SOURCE TEXT |
-*-

When Wil Branem spotted a second buck approaching his pinch-point stand on Nov. 7, 2020, he incorrectly deduced it was a 10-pointer. The underestimation didn’t really matter, though, because the deer was way bigger than the 4x4 he’d been hoping would step clear of a tree.
That the lesser deer’s vitals were covered is the only reason the 60-year-old’s crossbow still had a bolt on its rail.
The deer hunter from Slippery Rock, Pennsylvania, was hunting 500 acres of private land in Ohio’s Clinton County. About 60% of the tract had been planted in soybeans, and his treestand was in an oak flat between beans and a tall bluff overlooking the Little Miami River.
Wil chose the funnel because of an active trail leading up from the river to the protein buffet. He and a friend had seen some impressive bucks in the vicinity in seasons past.
The first buck to appear that day was a nice 8-pointer.
“It was feeding on acorns just 30 yards from my stand, but I couldn’t take the shot because it was standing behind a maple tree,” he told John Phillips, who’s writing the story for Rack magazine.
While Wil was waiting for his chance, he spotted another whitetail approaching. The newcomer’s rack was thicker and carried a couple more points, he thought.
The 10-pointer he imagined was actually a 22-pointer.
“The buck was looking around and lip-curling,” Wil said. “Then it slowly turned and walked back down the trail from where it had come.”
Before it could leave, however, it made the mistake of passing through a clear lane at 40 yards, easy-breezy for Wil’s crossbow.
The hunter took aim at the deer’s shoulder crease and fired, the noise followed by the thwack of the broadhead hitting its target. Soon after the deer disappeared, Wil thought he heard it crash.

-*-

PROBLEMS TO WORK ON |
1 – Recast the paragraph of the buck hunting story that begins "The deer hunter from Slippery Rock" as a short bulleted list, keeping its main facts.
2 – Write the next part of the buck hunting story, picking up right after its final sentence about Wil thinking he heard the deer crash.
The data below comes from a separate source and has no connection to the hunting story.

PROVIDED DATA |

-*-

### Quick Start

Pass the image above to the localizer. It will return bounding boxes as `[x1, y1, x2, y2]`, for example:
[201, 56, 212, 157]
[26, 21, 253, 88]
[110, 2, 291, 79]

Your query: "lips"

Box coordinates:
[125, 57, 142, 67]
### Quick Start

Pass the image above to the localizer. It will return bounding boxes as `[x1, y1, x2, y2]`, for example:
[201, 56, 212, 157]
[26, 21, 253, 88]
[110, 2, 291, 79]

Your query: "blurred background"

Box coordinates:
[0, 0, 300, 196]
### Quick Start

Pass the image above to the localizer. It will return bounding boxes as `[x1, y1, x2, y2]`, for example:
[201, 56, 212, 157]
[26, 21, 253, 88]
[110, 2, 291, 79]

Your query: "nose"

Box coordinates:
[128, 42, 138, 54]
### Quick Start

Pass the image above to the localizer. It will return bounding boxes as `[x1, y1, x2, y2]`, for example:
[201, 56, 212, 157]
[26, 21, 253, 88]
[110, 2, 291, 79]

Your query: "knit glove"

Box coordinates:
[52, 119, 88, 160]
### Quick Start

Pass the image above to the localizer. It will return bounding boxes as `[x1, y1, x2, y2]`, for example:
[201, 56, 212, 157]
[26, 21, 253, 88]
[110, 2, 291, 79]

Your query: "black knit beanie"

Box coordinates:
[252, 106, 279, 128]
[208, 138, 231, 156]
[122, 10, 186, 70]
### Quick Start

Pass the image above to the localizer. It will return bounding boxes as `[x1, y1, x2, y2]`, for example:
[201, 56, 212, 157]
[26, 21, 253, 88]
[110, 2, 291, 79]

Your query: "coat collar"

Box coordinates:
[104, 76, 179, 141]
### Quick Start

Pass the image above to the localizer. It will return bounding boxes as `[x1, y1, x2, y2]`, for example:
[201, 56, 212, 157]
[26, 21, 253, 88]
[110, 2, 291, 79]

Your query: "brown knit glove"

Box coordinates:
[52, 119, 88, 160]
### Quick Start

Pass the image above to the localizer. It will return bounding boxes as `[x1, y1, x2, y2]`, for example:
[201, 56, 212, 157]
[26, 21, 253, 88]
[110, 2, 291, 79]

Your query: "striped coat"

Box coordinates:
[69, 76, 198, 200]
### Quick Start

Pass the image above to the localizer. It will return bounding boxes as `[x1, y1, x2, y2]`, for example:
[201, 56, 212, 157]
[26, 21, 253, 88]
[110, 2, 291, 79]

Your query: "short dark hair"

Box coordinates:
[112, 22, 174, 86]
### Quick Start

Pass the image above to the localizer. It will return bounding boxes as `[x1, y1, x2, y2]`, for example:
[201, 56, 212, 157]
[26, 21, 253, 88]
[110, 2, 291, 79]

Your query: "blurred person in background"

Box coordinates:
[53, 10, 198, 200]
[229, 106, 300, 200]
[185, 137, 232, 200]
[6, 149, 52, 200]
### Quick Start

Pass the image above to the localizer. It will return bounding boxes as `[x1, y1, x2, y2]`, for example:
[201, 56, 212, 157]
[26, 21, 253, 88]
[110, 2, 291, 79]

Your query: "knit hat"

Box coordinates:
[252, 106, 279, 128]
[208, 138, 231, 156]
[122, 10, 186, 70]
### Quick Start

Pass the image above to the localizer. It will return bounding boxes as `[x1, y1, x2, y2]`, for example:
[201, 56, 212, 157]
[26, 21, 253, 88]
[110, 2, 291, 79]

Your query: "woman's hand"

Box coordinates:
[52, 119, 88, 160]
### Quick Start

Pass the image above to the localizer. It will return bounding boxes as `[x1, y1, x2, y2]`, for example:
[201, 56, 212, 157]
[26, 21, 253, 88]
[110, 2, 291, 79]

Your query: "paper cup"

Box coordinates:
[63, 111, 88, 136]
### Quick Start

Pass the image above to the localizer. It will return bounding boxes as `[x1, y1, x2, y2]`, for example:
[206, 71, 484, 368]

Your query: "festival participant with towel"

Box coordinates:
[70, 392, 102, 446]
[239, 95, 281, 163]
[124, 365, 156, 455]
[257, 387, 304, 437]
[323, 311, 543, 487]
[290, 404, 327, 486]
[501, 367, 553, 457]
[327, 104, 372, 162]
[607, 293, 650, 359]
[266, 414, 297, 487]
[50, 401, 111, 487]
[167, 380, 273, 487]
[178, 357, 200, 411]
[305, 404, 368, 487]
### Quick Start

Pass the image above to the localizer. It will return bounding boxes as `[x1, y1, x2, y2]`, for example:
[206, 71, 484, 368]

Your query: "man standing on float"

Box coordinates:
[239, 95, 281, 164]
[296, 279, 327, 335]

-*-

RESPONSES BY ITEM NUMBER |
1 –
- Wil Branem, of Slippery Rock, Pennsylvania, was hunting 500 acres of private land in Clinton County, Ohio.
- About 60% of the tract had been planted in soybeans.
- His treestand was in an oak flat between the beans and a tall bluff overlooking the Little Miami River.

2 –
Rather than pursue it, he used up a year’s worth of restraint and waited until early the next morning to take up the short trail.
Sign was sparse, at first, but the floodgates opened 10 feet into the deer’s exit route, which spanned only 30 yards.
“The woods looked like a murder scene,” Wil chuckled. “There was plenty of blood on both sides of the buck’s trail. The bushes seemed to be painted red.”
Shooting the animal was the easy part, however. Retrieving it was incredibly difficult.
Because the deer was too big to drag uphill, Wil decided to lower the field-dressed animal by rope, 25 yards from bluff top to the river. When the rope took the full weight of the animal, Wil couldn’t hold it, and the buck plunged to the bottom
Since he couldn’t very well jump, Wil was forced to follow the bluff for 100 yards until he reached a point he could descend to the water’s edge. From there, he alternately floated and portaged the carcass — 10 yards at a time — at least a quarter-mile to where his buddies were waiting with an ATV.
Even with the extra backs and arms, the men had to use the ATV to drag it to a knoll from which they could roll it onto the vehicle.
Wil’s buck scores 240 by Buckmasters’ yardstick.